* **GOAL**
How many lines in the records below contain the string "green"? Case counts, and the reply should be the number alone.

Named object pointing entries:
********************

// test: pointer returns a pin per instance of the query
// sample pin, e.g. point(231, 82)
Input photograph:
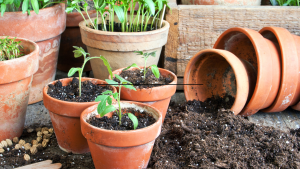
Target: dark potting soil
point(197, 137)
point(126, 124)
point(136, 78)
point(89, 91)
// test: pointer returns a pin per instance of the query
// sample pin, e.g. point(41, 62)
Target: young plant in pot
point(67, 98)
point(116, 34)
point(18, 62)
point(155, 86)
point(120, 134)
point(43, 22)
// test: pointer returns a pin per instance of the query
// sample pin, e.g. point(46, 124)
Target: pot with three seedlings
point(155, 86)
point(18, 63)
point(66, 99)
point(116, 33)
point(120, 134)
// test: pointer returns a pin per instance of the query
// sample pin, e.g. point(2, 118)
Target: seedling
point(78, 53)
point(104, 98)
point(9, 49)
point(153, 68)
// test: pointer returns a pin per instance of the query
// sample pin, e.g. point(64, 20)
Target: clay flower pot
point(289, 90)
point(118, 47)
point(15, 82)
point(71, 37)
point(158, 97)
point(121, 149)
point(65, 118)
point(44, 29)
point(263, 55)
point(220, 72)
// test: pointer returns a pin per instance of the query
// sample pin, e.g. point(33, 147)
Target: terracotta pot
point(158, 97)
point(65, 117)
point(15, 83)
point(44, 29)
point(71, 37)
point(121, 149)
point(220, 72)
point(289, 91)
point(263, 54)
point(222, 2)
point(118, 47)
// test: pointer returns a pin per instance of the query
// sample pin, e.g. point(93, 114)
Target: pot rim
point(117, 138)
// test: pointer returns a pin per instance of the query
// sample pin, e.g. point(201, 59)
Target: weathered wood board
point(197, 27)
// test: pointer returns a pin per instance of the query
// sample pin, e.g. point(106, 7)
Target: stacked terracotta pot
point(260, 69)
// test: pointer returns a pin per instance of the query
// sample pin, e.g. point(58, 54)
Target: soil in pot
point(136, 78)
point(112, 123)
point(70, 92)
point(197, 137)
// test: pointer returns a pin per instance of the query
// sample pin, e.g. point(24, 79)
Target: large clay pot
point(65, 118)
point(289, 90)
point(215, 72)
point(118, 47)
point(15, 82)
point(44, 29)
point(121, 149)
point(71, 37)
point(158, 97)
point(264, 56)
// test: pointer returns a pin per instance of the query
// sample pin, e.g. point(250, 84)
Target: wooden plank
point(43, 164)
point(199, 26)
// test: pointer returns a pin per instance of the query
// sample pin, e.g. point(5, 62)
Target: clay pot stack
point(260, 69)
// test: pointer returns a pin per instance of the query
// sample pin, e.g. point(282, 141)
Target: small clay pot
point(158, 97)
point(65, 118)
point(72, 37)
point(289, 90)
point(121, 149)
point(263, 54)
point(15, 82)
point(215, 72)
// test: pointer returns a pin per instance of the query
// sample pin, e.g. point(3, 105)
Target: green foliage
point(9, 49)
point(146, 10)
point(25, 5)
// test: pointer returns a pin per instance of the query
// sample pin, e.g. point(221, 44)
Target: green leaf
point(35, 6)
point(155, 71)
point(3, 7)
point(73, 70)
point(133, 65)
point(111, 82)
point(120, 13)
point(134, 120)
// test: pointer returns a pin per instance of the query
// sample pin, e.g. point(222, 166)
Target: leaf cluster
point(9, 49)
point(129, 22)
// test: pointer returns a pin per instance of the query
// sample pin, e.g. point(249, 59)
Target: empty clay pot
point(263, 55)
point(118, 47)
point(215, 72)
point(65, 118)
point(45, 29)
point(72, 37)
point(15, 83)
point(289, 90)
point(158, 97)
point(121, 149)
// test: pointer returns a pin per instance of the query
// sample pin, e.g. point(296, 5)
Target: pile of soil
point(89, 91)
point(136, 78)
point(112, 123)
point(200, 135)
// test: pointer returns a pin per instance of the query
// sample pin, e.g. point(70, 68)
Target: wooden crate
point(197, 27)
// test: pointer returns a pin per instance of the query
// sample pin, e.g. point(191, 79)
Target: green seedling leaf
point(73, 70)
point(133, 65)
point(155, 71)
point(134, 120)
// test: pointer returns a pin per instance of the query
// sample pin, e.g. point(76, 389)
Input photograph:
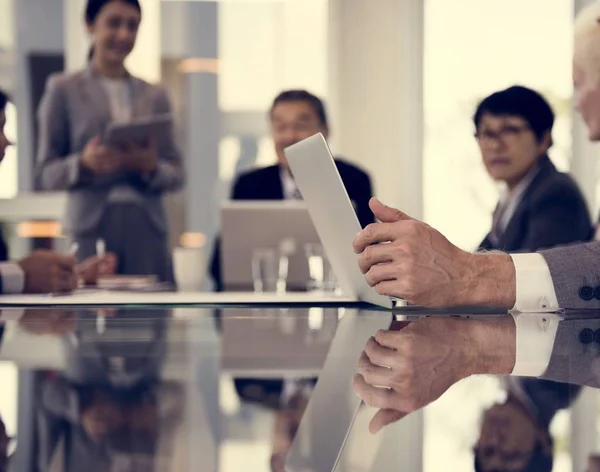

********************

* **REPLY TO THE EXERCISE**
3